» **WHAT IS REQUIRED**: How many lines in the items below contain the string "shirt"? Case counts. Give only the number.

» **MATERIAL SHOWN**:
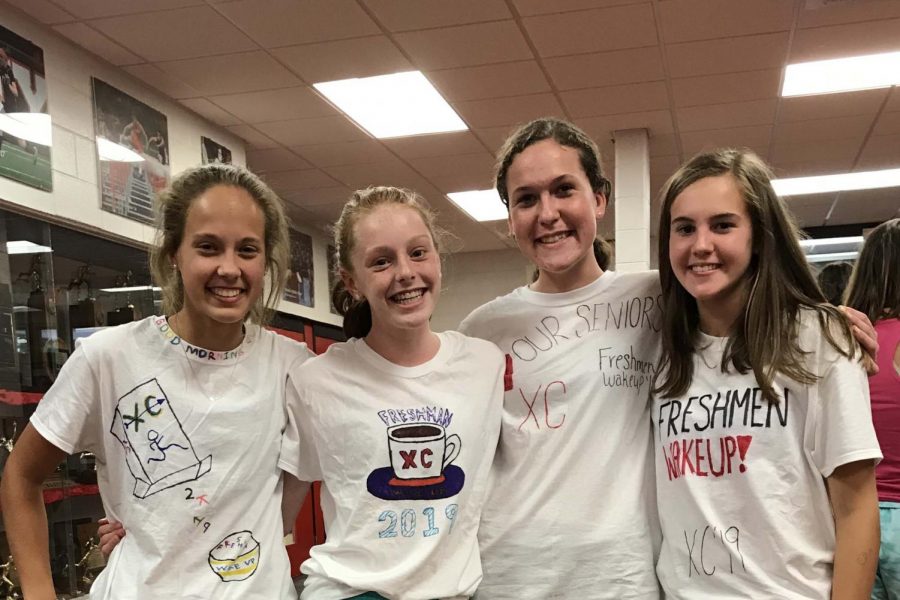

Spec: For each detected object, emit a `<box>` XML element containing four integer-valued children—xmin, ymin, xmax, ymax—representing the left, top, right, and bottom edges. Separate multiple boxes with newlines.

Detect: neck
<box><xmin>530</xmin><ymin>254</ymin><xmax>603</xmax><ymax>294</ymax></box>
<box><xmin>169</xmin><ymin>309</ymin><xmax>244</xmax><ymax>352</ymax></box>
<box><xmin>366</xmin><ymin>324</ymin><xmax>441</xmax><ymax>367</ymax></box>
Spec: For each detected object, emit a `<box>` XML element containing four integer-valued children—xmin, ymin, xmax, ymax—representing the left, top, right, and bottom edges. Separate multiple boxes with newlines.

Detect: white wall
<box><xmin>431</xmin><ymin>249</ymin><xmax>533</xmax><ymax>331</ymax></box>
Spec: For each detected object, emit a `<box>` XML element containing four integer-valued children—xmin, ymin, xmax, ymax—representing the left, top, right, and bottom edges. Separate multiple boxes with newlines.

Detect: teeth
<box><xmin>211</xmin><ymin>288</ymin><xmax>241</xmax><ymax>298</ymax></box>
<box><xmin>391</xmin><ymin>290</ymin><xmax>425</xmax><ymax>304</ymax></box>
<box><xmin>538</xmin><ymin>231</ymin><xmax>569</xmax><ymax>244</ymax></box>
<box><xmin>691</xmin><ymin>265</ymin><xmax>719</xmax><ymax>273</ymax></box>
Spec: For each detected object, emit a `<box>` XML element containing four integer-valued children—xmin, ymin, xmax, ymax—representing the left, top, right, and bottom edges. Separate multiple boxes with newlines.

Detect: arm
<box><xmin>281</xmin><ymin>472</ymin><xmax>312</xmax><ymax>535</ymax></box>
<box><xmin>826</xmin><ymin>460</ymin><xmax>880</xmax><ymax>600</ymax></box>
<box><xmin>0</xmin><ymin>425</ymin><xmax>66</xmax><ymax>600</ymax></box>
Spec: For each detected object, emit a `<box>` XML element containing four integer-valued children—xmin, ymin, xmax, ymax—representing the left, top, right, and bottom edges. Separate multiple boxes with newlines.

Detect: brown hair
<box><xmin>331</xmin><ymin>186</ymin><xmax>442</xmax><ymax>338</ymax></box>
<box><xmin>654</xmin><ymin>149</ymin><xmax>856</xmax><ymax>402</ymax></box>
<box><xmin>150</xmin><ymin>164</ymin><xmax>290</xmax><ymax>324</ymax></box>
<box><xmin>847</xmin><ymin>219</ymin><xmax>900</xmax><ymax>323</ymax></box>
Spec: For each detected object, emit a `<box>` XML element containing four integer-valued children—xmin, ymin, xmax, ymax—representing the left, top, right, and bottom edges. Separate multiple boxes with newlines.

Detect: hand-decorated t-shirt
<box><xmin>653</xmin><ymin>314</ymin><xmax>881</xmax><ymax>600</ymax></box>
<box><xmin>279</xmin><ymin>332</ymin><xmax>505</xmax><ymax>600</ymax></box>
<box><xmin>460</xmin><ymin>271</ymin><xmax>660</xmax><ymax>600</ymax></box>
<box><xmin>31</xmin><ymin>317</ymin><xmax>310</xmax><ymax>600</ymax></box>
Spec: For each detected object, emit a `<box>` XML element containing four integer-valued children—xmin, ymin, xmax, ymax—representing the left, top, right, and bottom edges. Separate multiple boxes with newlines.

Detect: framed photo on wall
<box><xmin>0</xmin><ymin>26</ymin><xmax>53</xmax><ymax>192</ymax></box>
<box><xmin>200</xmin><ymin>136</ymin><xmax>231</xmax><ymax>165</ymax></box>
<box><xmin>91</xmin><ymin>77</ymin><xmax>169</xmax><ymax>223</ymax></box>
<box><xmin>284</xmin><ymin>229</ymin><xmax>315</xmax><ymax>307</ymax></box>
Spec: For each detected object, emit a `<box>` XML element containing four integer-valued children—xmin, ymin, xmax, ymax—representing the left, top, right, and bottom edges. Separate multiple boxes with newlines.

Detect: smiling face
<box><xmin>341</xmin><ymin>204</ymin><xmax>441</xmax><ymax>336</ymax></box>
<box><xmin>506</xmin><ymin>139</ymin><xmax>606</xmax><ymax>292</ymax></box>
<box><xmin>172</xmin><ymin>185</ymin><xmax>266</xmax><ymax>350</ymax></box>
<box><xmin>669</xmin><ymin>174</ymin><xmax>753</xmax><ymax>330</ymax></box>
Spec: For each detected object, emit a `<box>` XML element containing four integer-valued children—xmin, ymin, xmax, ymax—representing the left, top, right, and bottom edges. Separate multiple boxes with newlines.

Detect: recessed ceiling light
<box><xmin>772</xmin><ymin>169</ymin><xmax>900</xmax><ymax>196</ymax></box>
<box><xmin>97</xmin><ymin>136</ymin><xmax>144</xmax><ymax>162</ymax></box>
<box><xmin>781</xmin><ymin>52</ymin><xmax>900</xmax><ymax>96</ymax></box>
<box><xmin>313</xmin><ymin>71</ymin><xmax>468</xmax><ymax>138</ymax></box>
<box><xmin>447</xmin><ymin>190</ymin><xmax>509</xmax><ymax>221</ymax></box>
<box><xmin>6</xmin><ymin>240</ymin><xmax>53</xmax><ymax>254</ymax></box>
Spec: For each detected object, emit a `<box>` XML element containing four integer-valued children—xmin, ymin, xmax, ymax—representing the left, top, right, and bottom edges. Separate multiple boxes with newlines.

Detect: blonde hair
<box><xmin>331</xmin><ymin>186</ymin><xmax>443</xmax><ymax>338</ymax></box>
<box><xmin>150</xmin><ymin>164</ymin><xmax>290</xmax><ymax>324</ymax></box>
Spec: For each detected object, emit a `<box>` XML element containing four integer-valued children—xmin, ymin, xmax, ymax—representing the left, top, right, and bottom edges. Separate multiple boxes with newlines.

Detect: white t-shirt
<box><xmin>31</xmin><ymin>317</ymin><xmax>310</xmax><ymax>600</ymax></box>
<box><xmin>279</xmin><ymin>332</ymin><xmax>504</xmax><ymax>600</ymax></box>
<box><xmin>653</xmin><ymin>311</ymin><xmax>881</xmax><ymax>600</ymax></box>
<box><xmin>460</xmin><ymin>271</ymin><xmax>660</xmax><ymax>600</ymax></box>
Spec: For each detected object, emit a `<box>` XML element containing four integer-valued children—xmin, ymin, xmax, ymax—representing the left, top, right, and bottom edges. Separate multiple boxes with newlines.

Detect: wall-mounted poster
<box><xmin>328</xmin><ymin>244</ymin><xmax>338</xmax><ymax>315</ymax></box>
<box><xmin>0</xmin><ymin>27</ymin><xmax>53</xmax><ymax>192</ymax></box>
<box><xmin>284</xmin><ymin>229</ymin><xmax>315</xmax><ymax>307</ymax></box>
<box><xmin>91</xmin><ymin>78</ymin><xmax>169</xmax><ymax>223</ymax></box>
<box><xmin>200</xmin><ymin>136</ymin><xmax>231</xmax><ymax>165</ymax></box>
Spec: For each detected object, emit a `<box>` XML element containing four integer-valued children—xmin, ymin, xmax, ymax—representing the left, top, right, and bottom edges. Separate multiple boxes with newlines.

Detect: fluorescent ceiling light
<box><xmin>313</xmin><ymin>71</ymin><xmax>468</xmax><ymax>138</ymax></box>
<box><xmin>800</xmin><ymin>235</ymin><xmax>863</xmax><ymax>248</ymax></box>
<box><xmin>97</xmin><ymin>136</ymin><xmax>144</xmax><ymax>162</ymax></box>
<box><xmin>100</xmin><ymin>285</ymin><xmax>162</xmax><ymax>292</ymax></box>
<box><xmin>772</xmin><ymin>169</ymin><xmax>900</xmax><ymax>196</ymax></box>
<box><xmin>447</xmin><ymin>190</ymin><xmax>509</xmax><ymax>221</ymax></box>
<box><xmin>781</xmin><ymin>52</ymin><xmax>900</xmax><ymax>96</ymax></box>
<box><xmin>6</xmin><ymin>240</ymin><xmax>53</xmax><ymax>254</ymax></box>
<box><xmin>0</xmin><ymin>113</ymin><xmax>53</xmax><ymax>146</ymax></box>
<box><xmin>806</xmin><ymin>252</ymin><xmax>859</xmax><ymax>262</ymax></box>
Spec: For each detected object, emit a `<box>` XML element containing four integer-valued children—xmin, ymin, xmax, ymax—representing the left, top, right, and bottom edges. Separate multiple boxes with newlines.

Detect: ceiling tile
<box><xmin>789</xmin><ymin>19</ymin><xmax>900</xmax><ymax>63</ymax></box>
<box><xmin>856</xmin><ymin>133</ymin><xmax>900</xmax><ymax>170</ymax></box>
<box><xmin>90</xmin><ymin>6</ymin><xmax>257</xmax><ymax>61</ymax></box>
<box><xmin>296</xmin><ymin>138</ymin><xmax>393</xmax><ymax>167</ymax></box>
<box><xmin>666</xmin><ymin>32</ymin><xmax>790</xmax><ymax>77</ymax></box>
<box><xmin>681</xmin><ymin>125</ymin><xmax>772</xmax><ymax>156</ymax></box>
<box><xmin>6</xmin><ymin>0</ymin><xmax>75</xmax><ymax>25</ymax></box>
<box><xmin>384</xmin><ymin>131</ymin><xmax>485</xmax><ymax>159</ymax></box>
<box><xmin>394</xmin><ymin>21</ymin><xmax>532</xmax><ymax>71</ymax></box>
<box><xmin>209</xmin><ymin>86</ymin><xmax>339</xmax><ymax>124</ymax></box>
<box><xmin>272</xmin><ymin>35</ymin><xmax>413</xmax><ymax>84</ymax></box>
<box><xmin>59</xmin><ymin>0</ymin><xmax>204</xmax><ymax>19</ymax></box>
<box><xmin>53</xmin><ymin>23</ymin><xmax>146</xmax><ymax>66</ymax></box>
<box><xmin>544</xmin><ymin>47</ymin><xmax>664</xmax><ymax>90</ymax></box>
<box><xmin>522</xmin><ymin>4</ymin><xmax>658</xmax><ymax>57</ymax></box>
<box><xmin>675</xmin><ymin>98</ymin><xmax>778</xmax><ymax>132</ymax></box>
<box><xmin>263</xmin><ymin>169</ymin><xmax>337</xmax><ymax>194</ymax></box>
<box><xmin>225</xmin><ymin>125</ymin><xmax>278</xmax><ymax>149</ymax></box>
<box><xmin>122</xmin><ymin>64</ymin><xmax>200</xmax><ymax>99</ymax></box>
<box><xmin>672</xmin><ymin>69</ymin><xmax>781</xmax><ymax>107</ymax></box>
<box><xmin>772</xmin><ymin>115</ymin><xmax>876</xmax><ymax>148</ymax></box>
<box><xmin>778</xmin><ymin>89</ymin><xmax>888</xmax><ymax>123</ymax></box>
<box><xmin>560</xmin><ymin>81</ymin><xmax>669</xmax><ymax>117</ymax></box>
<box><xmin>215</xmin><ymin>0</ymin><xmax>380</xmax><ymax>48</ymax></box>
<box><xmin>247</xmin><ymin>148</ymin><xmax>313</xmax><ymax>173</ymax></box>
<box><xmin>179</xmin><ymin>98</ymin><xmax>242</xmax><ymax>126</ymax></box>
<box><xmin>657</xmin><ymin>0</ymin><xmax>794</xmax><ymax>44</ymax></box>
<box><xmin>364</xmin><ymin>0</ymin><xmax>512</xmax><ymax>31</ymax></box>
<box><xmin>426</xmin><ymin>60</ymin><xmax>550</xmax><ymax>102</ymax></box>
<box><xmin>453</xmin><ymin>94</ymin><xmax>564</xmax><ymax>127</ymax></box>
<box><xmin>513</xmin><ymin>0</ymin><xmax>647</xmax><ymax>16</ymax></box>
<box><xmin>151</xmin><ymin>51</ymin><xmax>301</xmax><ymax>96</ymax></box>
<box><xmin>256</xmin><ymin>117</ymin><xmax>371</xmax><ymax>147</ymax></box>
<box><xmin>872</xmin><ymin>112</ymin><xmax>900</xmax><ymax>135</ymax></box>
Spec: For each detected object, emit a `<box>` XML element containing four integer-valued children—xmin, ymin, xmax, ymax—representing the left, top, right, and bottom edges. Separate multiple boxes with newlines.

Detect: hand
<box><xmin>97</xmin><ymin>518</ymin><xmax>125</xmax><ymax>560</ymax></box>
<box><xmin>838</xmin><ymin>306</ymin><xmax>878</xmax><ymax>375</ymax></box>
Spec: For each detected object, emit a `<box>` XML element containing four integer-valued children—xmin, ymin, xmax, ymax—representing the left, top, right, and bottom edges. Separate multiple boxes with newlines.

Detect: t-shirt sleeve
<box><xmin>278</xmin><ymin>369</ymin><xmax>322</xmax><ymax>481</ymax></box>
<box><xmin>31</xmin><ymin>344</ymin><xmax>103</xmax><ymax>456</ymax></box>
<box><xmin>812</xmin><ymin>356</ymin><xmax>881</xmax><ymax>477</ymax></box>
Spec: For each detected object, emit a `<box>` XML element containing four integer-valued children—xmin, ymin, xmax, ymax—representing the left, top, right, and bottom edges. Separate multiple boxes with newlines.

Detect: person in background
<box><xmin>847</xmin><ymin>219</ymin><xmax>900</xmax><ymax>600</ymax></box>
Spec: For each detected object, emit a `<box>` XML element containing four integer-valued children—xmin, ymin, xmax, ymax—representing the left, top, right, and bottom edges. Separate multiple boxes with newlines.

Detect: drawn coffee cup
<box><xmin>388</xmin><ymin>423</ymin><xmax>462</xmax><ymax>480</ymax></box>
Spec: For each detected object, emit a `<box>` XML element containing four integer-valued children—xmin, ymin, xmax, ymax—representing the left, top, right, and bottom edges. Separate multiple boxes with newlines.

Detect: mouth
<box><xmin>535</xmin><ymin>230</ymin><xmax>574</xmax><ymax>244</ymax></box>
<box><xmin>390</xmin><ymin>288</ymin><xmax>426</xmax><ymax>306</ymax></box>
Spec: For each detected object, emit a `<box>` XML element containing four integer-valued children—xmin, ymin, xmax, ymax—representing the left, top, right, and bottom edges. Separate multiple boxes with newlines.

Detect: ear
<box><xmin>594</xmin><ymin>193</ymin><xmax>608</xmax><ymax>220</ymax></box>
<box><xmin>338</xmin><ymin>268</ymin><xmax>360</xmax><ymax>299</ymax></box>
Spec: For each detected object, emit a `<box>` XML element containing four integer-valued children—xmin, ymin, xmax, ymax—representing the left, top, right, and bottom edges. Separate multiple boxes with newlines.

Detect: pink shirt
<box><xmin>869</xmin><ymin>319</ymin><xmax>900</xmax><ymax>502</ymax></box>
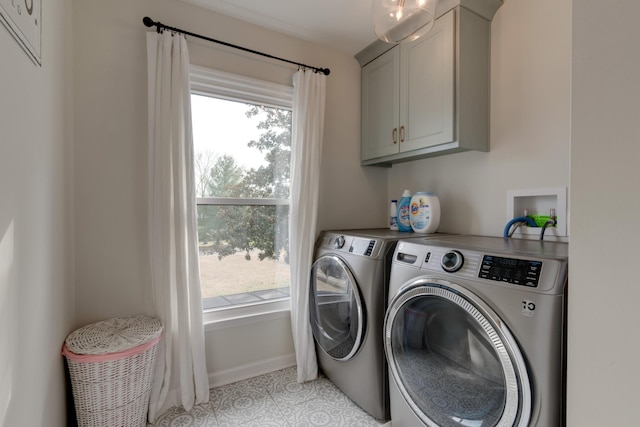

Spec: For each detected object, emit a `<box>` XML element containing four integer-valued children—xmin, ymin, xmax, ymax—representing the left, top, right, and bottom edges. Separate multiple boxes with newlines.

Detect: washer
<box><xmin>309</xmin><ymin>229</ymin><xmax>415</xmax><ymax>420</ymax></box>
<box><xmin>384</xmin><ymin>236</ymin><xmax>568</xmax><ymax>427</ymax></box>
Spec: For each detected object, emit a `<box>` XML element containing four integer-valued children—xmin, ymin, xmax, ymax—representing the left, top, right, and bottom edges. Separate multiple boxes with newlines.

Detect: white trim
<box><xmin>204</xmin><ymin>298</ymin><xmax>291</xmax><ymax>333</ymax></box>
<box><xmin>190</xmin><ymin>65</ymin><xmax>293</xmax><ymax>110</ymax></box>
<box><xmin>209</xmin><ymin>353</ymin><xmax>296</xmax><ymax>388</ymax></box>
<box><xmin>196</xmin><ymin>197</ymin><xmax>289</xmax><ymax>206</ymax></box>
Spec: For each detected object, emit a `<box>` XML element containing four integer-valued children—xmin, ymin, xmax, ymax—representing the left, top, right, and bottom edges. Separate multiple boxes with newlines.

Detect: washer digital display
<box><xmin>478</xmin><ymin>255</ymin><xmax>542</xmax><ymax>288</ymax></box>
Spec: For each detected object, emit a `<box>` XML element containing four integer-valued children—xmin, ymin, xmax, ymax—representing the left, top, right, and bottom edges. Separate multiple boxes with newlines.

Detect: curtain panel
<box><xmin>289</xmin><ymin>70</ymin><xmax>326</xmax><ymax>382</ymax></box>
<box><xmin>147</xmin><ymin>31</ymin><xmax>209</xmax><ymax>422</ymax></box>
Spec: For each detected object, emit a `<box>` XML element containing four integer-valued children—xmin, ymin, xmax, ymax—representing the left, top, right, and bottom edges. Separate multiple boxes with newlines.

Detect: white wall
<box><xmin>568</xmin><ymin>0</ymin><xmax>640</xmax><ymax>427</ymax></box>
<box><xmin>388</xmin><ymin>0</ymin><xmax>571</xmax><ymax>236</ymax></box>
<box><xmin>0</xmin><ymin>0</ymin><xmax>75</xmax><ymax>427</ymax></box>
<box><xmin>73</xmin><ymin>0</ymin><xmax>372</xmax><ymax>381</ymax></box>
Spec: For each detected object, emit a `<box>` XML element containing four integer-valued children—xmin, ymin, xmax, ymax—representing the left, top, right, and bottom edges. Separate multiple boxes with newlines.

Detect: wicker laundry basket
<box><xmin>62</xmin><ymin>315</ymin><xmax>162</xmax><ymax>427</ymax></box>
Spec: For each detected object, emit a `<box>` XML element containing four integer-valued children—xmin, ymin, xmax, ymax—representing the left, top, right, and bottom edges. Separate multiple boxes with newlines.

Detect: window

» **WRITTEN REPLY**: 4